El presente es imposible de definir. No es una cosa, es un proceso, está en perpetuo movimiento y al mismo tiempo es atemporal… en el momento en que lo denomino de algún modo, ya se transformó. Es como las nubes. A veces podemos imaginar que las nubes toman ciertas formas, pero una vez que pasa el instante ya no tienen la forma que habíamos definido. Es innombrable, es un “algo” que existe y al mismo tiempo no es definible ni atrapable dentro de un concepto.

El tiempo es una noción creada por la mente que imagina un pasado y un futuro. Pero si dejamos de delirar con el pasado y el futuro, veremos que sólo hay “esto”, sin tiempo, una impermanente impermanencia. Por otro lado, ya que el pasado y el futuro no pueden experimentarse, sólo podemos sentir y experimentar algo en el presente. Sólo en el presente podemos experimentar dicha, que aparece cuando simplemente lo experimentamos, ya que la naturaleza de la realidad –es decir del presente- es Existencia, Consciencia y Dicha.

Nuestro ego, sin embargo, nunca se ocupa realmente del presente… vive a la defensiva respecto de las posibilidades futuras o bien enorgulleciéndose del pasado o lamentándose de él. Y ya que no se ocupa del presente, no sabe nada acerca de la dicha o felicidad sin causa, sólo sabe que el mundo y nosotros somos algo peligroso de lo cual hay que defenderse. El ego cree que para alcanzar la plenitud es preciso hacer algo para que las cosas sean no del modo que son, sino del modo que considera que deben ser. Pero la verdad es que para alcanzar la plenitud es preciso experimentar el presente tal cual es. En cierto sentido, es muy sencillo ser feliz, no se necesita nada más que existir y estar en paz con eso que es, sin embargo, dejar ir el ego es un aprendizaje que puede llevarnos muchos años de práctica.
········
▶ **SERIE DE EJERCICIOS**:
1. En el texto sobre el presente, ¿con qué se compara el presente?
2. Enumera los elementos que, según el texto sobre el presente, forman la naturaleza de la realidad.
3. Prosigue el texto sobre el presente a partir de su última oración.
········
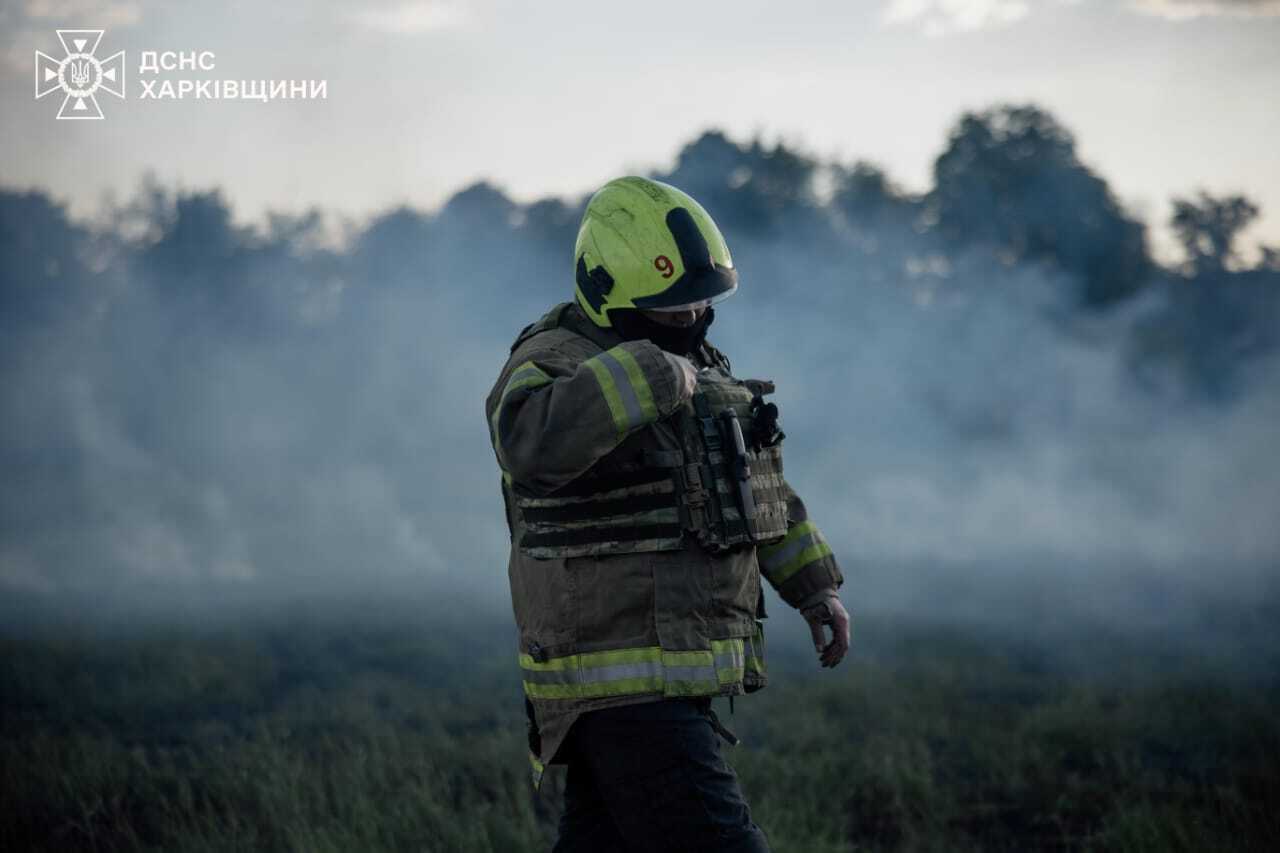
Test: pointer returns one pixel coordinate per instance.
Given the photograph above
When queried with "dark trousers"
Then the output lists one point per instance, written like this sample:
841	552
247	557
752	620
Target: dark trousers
650	779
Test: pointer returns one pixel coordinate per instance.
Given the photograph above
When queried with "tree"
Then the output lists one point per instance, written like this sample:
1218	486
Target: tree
1208	227
1010	179
753	188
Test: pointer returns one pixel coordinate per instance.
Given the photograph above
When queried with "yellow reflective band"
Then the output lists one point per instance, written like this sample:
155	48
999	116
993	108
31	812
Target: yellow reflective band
611	395
627	671
526	375
535	770
626	391
644	395
803	544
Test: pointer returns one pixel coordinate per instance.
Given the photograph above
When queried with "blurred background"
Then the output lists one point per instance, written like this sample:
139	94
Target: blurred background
1014	267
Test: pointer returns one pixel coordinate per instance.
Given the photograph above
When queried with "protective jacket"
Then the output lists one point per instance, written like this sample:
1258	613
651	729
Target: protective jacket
640	523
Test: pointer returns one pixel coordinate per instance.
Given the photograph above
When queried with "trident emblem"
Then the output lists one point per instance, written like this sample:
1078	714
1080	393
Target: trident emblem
80	74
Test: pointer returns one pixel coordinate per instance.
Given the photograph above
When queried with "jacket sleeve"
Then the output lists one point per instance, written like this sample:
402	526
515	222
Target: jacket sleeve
800	565
552	415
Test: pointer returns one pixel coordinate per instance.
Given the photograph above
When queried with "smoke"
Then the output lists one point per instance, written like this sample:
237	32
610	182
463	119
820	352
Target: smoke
197	413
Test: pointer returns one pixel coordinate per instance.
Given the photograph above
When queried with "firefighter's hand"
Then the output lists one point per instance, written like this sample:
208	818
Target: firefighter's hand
831	612
686	375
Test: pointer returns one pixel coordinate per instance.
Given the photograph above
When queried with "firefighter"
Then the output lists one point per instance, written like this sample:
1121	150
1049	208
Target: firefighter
644	493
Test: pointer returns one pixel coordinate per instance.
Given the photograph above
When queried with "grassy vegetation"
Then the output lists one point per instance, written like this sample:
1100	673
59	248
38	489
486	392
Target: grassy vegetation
312	734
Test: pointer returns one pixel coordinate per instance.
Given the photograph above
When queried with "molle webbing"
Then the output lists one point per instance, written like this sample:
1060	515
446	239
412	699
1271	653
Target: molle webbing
716	511
639	512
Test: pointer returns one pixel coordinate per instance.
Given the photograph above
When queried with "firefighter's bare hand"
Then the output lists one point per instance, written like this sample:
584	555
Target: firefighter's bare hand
686	375
830	612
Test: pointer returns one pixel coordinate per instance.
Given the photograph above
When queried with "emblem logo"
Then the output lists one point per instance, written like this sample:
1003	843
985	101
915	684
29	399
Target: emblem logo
80	73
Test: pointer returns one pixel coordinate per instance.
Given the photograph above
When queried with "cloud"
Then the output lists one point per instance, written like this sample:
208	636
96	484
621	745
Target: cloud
1188	9
945	17
96	13
30	27
412	17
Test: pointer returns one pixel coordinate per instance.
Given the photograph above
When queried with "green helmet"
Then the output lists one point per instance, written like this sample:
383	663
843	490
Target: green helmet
647	245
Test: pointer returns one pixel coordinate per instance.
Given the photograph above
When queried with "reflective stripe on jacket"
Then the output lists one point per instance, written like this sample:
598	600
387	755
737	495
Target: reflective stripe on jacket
576	409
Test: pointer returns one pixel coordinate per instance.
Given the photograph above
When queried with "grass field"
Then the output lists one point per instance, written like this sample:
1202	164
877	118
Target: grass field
318	733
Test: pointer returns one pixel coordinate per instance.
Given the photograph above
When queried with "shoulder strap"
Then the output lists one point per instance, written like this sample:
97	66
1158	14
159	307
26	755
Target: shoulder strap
716	357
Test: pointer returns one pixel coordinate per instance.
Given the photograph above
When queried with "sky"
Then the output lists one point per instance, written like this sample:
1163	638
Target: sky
425	96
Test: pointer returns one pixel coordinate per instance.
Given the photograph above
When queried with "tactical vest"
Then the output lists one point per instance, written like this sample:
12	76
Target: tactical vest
711	471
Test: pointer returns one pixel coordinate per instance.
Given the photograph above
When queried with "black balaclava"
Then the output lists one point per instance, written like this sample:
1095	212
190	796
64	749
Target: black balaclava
634	325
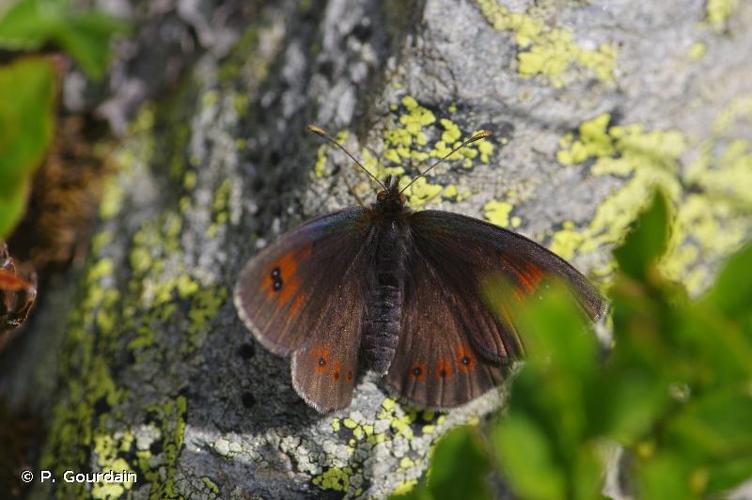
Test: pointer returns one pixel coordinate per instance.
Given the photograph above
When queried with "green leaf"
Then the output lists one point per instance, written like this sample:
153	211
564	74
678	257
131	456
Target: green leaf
459	469
85	35
26	131
647	241
528	459
732	291
665	476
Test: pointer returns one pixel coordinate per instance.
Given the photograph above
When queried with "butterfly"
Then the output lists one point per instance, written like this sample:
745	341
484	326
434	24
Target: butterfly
398	292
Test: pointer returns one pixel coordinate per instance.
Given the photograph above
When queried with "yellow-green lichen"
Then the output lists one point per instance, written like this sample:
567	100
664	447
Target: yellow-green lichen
170	416
497	212
405	487
90	388
709	193
334	478
547	50
106	448
210	485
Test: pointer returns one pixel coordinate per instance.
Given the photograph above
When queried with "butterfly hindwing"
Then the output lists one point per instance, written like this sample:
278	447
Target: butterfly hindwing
435	365
447	322
325	368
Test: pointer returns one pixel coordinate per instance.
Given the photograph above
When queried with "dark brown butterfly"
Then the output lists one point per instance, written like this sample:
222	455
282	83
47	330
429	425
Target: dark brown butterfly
399	292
········
▶ **RESPUESTAS EN ORDEN**:
1. Con las nubes.

2. Existencia, Consciencia y Dicha.

3.
Para el ego la felicidad no es sencilla, siempre depende de que ciertas condiciones se cumplan. Sus propias condiciones por cierto. Si he llegado a la conclusión de que seré feliz cuando tenga una pareja, o cuando tenga éxito económico o cuando sea libre, entonces cada vez que obtenga esas cosas creeré que soy feliz. Si no tengo esas cosas, creeré que sufro. Es por esto que cuando estamos atados a nuestro ego sufrimos tanto. La vida siempre está en perpetuo cambio, la realidad es un proceso que se transforma de modo permanente, por esto es imposible lograr las cosas que el ego quiere lograr. Nuestro ego quiere cosas eternas, cosas que no se destruyan ni cambien. Esta no es la naturaleza de la realidad. Tan pronto como conseguimos alguna cosa, esta se transforma y deja de ser aquello que creíamos que era, como las nubes con el viento. No hay nada que podamos poseer porque nada se queda en su sitio. Nunca.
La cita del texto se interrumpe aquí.